▶ EXTRACT PROVIDED
<<<<
First of all, there is a little gadget that one has to buy if one's computer does not come ready with a cell-phone modem.  (The wireless receiver on the computer that allows you to connect to the wireless modem in your house is not enough; you need a gadget that can communicate with a cell-tower, and some computers do have them, I understand.)  That cost $129, to obtain from the company whose name begins with V.  Then you have to sign up for roughly $60 for 5 gigabytes of service per month.

Yes, Virginia, these companies actually meter your usage.  They measure every kilobyte that goes from your computer to the Internet, and then every kilobyte that comes back to your computer.  The DSL service did not do this, so you could watch a movie on the Internet, or download a huge file, or upload a videoclip of several hundred megabytes to YouTube.  With this metered service, you can only do a limited number of that sort of thing before you exceed your allocation.  (A 10 Gigabyte-per-month service costs $80 per month.  It won't be long before people are signing up for that sort of service, since Internet usage is increasing at a terrific rate, and people are getting accustomed to paying pretty much what the vendors ask.)

On the plus side, I can use my computer pretty much anywhere I have cellphone service, whereas before I could only use my computer at home, or at so-called "hot spots", e.g. bars and lounges and coffee-shops which allowed you to use their wireless link for free (or for a nominal charge).

Now, Kindle and other technology of that sort, offer their users the feature that you could buy an e-book, which was essentially the right to read a certain file that they kept on their servers.  However, they deliver the book via satellite link, or wireless tower link, so that you do not have to carry the book (or file) around with you.  In some ways, this is a brilliant idea, since it makes no sense to keep something like a text file, which is what a book is, on your computer, occupying space.  Using up your computer disc-drive to keep static data is a waste of resources, just as it is a waste of resources to own an automobile, if you could go anywhere you wanted, conveniently, with public transport.  Some people actually own enormous tanks of gasoline, e.g. farmers.  For most of us, it is convenient to let the gas stations do that for us until we need it.  So Amazon essentially set itself up as a gas station for books.
>>>>
▶ RECORDED DATA
<<<<
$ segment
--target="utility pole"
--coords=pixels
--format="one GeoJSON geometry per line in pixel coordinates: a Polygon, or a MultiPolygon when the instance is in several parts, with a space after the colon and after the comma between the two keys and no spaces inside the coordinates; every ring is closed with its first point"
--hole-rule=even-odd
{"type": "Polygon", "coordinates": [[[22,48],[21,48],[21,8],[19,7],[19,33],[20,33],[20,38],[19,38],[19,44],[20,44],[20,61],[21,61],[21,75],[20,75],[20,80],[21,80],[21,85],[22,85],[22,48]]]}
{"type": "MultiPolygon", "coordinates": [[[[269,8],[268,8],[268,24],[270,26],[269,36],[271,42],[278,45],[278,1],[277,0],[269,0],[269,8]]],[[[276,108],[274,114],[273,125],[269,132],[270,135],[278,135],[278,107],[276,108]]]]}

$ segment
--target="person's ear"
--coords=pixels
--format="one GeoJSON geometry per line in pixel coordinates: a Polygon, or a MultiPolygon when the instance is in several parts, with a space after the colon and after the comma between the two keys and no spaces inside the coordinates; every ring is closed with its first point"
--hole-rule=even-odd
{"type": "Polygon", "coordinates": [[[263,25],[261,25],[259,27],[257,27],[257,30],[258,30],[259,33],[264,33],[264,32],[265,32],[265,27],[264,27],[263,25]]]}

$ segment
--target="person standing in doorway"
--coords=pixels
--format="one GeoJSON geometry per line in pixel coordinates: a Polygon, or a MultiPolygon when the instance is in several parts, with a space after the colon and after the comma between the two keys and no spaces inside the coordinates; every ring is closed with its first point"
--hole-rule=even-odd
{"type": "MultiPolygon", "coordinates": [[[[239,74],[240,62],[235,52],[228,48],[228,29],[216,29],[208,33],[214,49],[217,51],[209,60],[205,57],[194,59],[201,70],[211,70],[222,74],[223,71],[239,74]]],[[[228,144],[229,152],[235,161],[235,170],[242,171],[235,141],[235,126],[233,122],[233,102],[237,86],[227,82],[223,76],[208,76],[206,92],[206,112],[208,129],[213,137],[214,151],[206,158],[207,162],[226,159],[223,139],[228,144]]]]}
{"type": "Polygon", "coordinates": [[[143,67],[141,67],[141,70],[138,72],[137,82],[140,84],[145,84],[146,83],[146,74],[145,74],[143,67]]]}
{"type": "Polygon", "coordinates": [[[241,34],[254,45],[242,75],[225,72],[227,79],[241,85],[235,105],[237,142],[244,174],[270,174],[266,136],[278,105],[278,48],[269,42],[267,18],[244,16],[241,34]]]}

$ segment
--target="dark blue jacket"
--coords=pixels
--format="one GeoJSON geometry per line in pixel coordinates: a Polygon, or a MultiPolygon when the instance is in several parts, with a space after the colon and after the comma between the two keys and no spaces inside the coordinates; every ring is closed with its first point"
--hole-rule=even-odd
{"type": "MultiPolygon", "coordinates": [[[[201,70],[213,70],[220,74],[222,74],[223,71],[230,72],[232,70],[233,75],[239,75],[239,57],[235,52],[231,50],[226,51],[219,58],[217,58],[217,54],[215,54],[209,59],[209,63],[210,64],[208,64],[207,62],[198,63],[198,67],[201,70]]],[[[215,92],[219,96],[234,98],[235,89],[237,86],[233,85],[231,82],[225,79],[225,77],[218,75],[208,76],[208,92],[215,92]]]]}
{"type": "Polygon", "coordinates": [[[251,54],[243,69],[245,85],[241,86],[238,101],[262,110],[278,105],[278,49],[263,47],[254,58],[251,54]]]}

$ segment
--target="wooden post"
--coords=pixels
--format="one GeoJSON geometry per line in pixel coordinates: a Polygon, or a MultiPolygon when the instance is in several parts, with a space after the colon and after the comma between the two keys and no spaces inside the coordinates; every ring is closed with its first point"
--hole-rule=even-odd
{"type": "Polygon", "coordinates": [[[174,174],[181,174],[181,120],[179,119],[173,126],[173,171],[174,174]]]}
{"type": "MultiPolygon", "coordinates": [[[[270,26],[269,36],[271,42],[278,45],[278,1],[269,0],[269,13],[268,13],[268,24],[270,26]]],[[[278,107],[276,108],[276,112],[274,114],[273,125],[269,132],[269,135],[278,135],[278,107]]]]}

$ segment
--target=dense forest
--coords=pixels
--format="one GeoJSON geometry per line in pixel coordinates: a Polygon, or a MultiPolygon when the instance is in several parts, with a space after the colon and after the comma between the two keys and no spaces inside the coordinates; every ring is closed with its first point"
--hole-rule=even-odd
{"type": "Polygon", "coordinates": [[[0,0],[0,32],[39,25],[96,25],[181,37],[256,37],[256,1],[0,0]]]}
>>>>
▶ TRY IT
Resume the piece about metered cell-phone internet service and e-books, starting right after its final sentence.

▶ ANSWER TO THIS PROBLEM
On the other hand, they (Amazon) have actually been known to withdraw a book from their "library", under pressure from some author or interested private party.  In other words, censorship is easy for electronic libraries, while once you own a book, nobody can come and confiscate it from you without a great deal of trouble.  The policies of the various Netbook providers vary, but until legislation catches up with the technology on the side of the consumer, Netbooks are a convenience that can easily be circumscribed unilaterally by the providers.

As many of you know, Google and some other interested parties (possibly Verizon and AT & T) recently conferred, to decide among themselves whether to charge Internet sites fees for delivering their content.  At least, that was what we outsiders perceived.  Among the actual complicated issues that they discussed was whether Internet users whose usage was metered (such as those who used cellphone links) should be given preferred access to Internet content, since they were paying for it by the kilobyte.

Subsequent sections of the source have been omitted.